(Records from a dataset)

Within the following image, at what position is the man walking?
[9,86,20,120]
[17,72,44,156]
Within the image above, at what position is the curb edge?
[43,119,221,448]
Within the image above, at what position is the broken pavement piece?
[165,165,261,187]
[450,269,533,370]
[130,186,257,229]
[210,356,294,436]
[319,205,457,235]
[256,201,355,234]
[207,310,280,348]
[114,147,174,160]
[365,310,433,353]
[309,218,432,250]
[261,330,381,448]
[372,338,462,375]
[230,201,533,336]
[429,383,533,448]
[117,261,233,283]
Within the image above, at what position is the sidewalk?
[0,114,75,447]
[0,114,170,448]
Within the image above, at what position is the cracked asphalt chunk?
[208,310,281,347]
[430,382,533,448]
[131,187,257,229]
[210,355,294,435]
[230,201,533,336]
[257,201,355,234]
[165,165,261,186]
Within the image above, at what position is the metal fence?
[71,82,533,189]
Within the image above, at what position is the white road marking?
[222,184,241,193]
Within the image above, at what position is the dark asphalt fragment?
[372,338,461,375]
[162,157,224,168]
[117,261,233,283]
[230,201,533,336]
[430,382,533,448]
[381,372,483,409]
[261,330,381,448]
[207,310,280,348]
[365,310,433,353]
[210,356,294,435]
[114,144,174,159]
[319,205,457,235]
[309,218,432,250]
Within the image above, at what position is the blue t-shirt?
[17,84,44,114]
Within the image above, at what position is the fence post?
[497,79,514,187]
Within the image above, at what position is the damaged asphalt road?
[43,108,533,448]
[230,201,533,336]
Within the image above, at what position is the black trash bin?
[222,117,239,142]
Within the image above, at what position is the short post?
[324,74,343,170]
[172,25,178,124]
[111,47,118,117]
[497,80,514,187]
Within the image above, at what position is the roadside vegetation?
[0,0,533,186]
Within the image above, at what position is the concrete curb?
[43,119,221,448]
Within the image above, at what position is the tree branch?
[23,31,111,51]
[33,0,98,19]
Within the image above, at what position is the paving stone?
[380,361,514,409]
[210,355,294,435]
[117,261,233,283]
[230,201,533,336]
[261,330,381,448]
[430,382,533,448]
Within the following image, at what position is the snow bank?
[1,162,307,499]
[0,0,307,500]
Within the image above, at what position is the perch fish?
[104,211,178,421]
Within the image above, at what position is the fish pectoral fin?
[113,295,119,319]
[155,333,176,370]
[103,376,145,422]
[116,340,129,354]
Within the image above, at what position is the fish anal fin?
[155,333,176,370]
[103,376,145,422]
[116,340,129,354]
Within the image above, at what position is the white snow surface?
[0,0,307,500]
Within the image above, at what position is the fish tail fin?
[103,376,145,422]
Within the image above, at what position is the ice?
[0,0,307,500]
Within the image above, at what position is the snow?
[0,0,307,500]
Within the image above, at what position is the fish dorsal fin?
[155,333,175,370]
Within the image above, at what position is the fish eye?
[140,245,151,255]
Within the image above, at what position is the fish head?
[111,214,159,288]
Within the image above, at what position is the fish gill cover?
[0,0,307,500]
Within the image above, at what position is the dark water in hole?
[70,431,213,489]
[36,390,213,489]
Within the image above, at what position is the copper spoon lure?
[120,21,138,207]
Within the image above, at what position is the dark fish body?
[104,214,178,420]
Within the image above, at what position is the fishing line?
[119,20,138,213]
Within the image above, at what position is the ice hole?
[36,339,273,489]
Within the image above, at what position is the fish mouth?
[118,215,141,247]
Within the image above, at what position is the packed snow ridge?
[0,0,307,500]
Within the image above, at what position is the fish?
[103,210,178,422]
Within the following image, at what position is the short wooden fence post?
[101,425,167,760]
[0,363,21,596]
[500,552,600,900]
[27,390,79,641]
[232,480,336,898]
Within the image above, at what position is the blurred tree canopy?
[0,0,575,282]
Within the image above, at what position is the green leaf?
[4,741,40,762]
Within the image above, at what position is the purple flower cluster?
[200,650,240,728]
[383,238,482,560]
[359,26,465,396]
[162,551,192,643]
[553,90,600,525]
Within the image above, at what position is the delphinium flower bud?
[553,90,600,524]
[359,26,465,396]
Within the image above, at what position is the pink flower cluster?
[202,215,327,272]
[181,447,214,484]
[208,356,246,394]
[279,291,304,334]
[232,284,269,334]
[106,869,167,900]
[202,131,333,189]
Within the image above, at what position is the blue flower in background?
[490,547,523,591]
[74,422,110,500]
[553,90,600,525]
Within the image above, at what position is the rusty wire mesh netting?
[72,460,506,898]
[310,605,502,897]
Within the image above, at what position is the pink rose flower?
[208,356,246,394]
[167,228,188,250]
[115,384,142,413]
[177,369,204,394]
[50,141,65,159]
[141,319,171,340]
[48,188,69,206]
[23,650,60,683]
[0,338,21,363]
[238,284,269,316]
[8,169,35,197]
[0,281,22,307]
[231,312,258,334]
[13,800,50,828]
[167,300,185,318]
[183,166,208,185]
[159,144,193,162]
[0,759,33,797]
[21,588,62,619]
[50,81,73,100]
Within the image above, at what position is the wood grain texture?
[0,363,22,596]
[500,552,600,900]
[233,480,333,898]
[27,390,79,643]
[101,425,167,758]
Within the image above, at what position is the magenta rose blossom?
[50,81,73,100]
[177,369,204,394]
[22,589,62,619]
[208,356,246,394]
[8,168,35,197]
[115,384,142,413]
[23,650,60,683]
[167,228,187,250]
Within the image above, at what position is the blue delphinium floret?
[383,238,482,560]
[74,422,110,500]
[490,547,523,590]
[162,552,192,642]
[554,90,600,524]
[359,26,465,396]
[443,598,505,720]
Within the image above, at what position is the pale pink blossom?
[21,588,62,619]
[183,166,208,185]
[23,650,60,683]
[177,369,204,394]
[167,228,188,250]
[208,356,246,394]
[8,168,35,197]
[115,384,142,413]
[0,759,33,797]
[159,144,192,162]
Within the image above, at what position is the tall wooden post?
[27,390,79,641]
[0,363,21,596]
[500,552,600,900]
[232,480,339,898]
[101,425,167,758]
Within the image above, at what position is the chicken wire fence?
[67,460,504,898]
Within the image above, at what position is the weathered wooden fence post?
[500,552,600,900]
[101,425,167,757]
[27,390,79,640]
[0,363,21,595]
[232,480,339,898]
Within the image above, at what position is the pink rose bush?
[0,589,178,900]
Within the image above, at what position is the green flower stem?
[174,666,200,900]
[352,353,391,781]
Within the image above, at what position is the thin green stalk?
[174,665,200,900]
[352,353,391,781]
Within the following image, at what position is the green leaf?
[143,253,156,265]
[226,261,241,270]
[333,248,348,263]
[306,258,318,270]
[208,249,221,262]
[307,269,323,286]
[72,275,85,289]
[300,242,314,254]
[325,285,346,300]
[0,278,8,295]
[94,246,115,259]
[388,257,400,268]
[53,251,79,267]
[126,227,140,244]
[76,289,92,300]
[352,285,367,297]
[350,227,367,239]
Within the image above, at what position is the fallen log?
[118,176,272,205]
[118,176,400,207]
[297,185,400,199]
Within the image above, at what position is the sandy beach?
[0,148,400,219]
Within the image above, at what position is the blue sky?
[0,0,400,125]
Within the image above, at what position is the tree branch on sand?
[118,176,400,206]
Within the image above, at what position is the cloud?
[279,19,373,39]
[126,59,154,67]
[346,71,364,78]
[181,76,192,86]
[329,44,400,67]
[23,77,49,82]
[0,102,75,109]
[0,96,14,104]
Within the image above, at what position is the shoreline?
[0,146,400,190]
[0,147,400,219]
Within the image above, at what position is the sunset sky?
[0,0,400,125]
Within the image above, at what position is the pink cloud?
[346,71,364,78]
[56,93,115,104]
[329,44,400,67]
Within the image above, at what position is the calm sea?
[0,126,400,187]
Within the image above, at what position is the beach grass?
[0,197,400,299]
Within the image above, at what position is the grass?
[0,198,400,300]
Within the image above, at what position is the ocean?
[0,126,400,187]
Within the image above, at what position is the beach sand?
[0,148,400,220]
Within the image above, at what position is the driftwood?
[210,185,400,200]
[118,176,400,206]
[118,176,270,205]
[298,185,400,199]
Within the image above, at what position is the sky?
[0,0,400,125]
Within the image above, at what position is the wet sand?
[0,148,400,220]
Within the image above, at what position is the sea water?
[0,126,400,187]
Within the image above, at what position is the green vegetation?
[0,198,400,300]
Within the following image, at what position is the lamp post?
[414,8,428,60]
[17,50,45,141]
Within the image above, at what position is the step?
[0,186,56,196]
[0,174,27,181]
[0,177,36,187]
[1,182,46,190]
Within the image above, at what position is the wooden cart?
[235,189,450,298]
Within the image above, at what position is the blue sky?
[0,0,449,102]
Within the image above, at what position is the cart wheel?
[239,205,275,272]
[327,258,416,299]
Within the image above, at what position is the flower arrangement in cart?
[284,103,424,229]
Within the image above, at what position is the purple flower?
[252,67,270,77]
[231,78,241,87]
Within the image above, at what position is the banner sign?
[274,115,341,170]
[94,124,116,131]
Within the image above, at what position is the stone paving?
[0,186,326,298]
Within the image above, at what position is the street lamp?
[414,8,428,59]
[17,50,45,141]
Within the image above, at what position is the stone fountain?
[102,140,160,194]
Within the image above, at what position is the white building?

== Written instruction ==
Print the rows from the line containing "Within the image above, at what position is the white snow" through the line containing "[111,214,159,288]", reproducing them without any change.

== Answer to the task ==
Within the image above, at what position is the white snow surface?
[0,0,307,500]
Within the image above, at what position is the fish tail fin?
[103,376,145,422]
Within the image above, at what position is the ice?
[0,0,307,500]
Within the image above, at what position is the snow?
[0,0,307,500]
Within the image above, at what position is the fish dorsal fin?
[155,333,175,370]
Within the image above, at what position is the fish eye?
[140,245,151,255]
Within the image above, at what position is the fish head?
[111,214,159,288]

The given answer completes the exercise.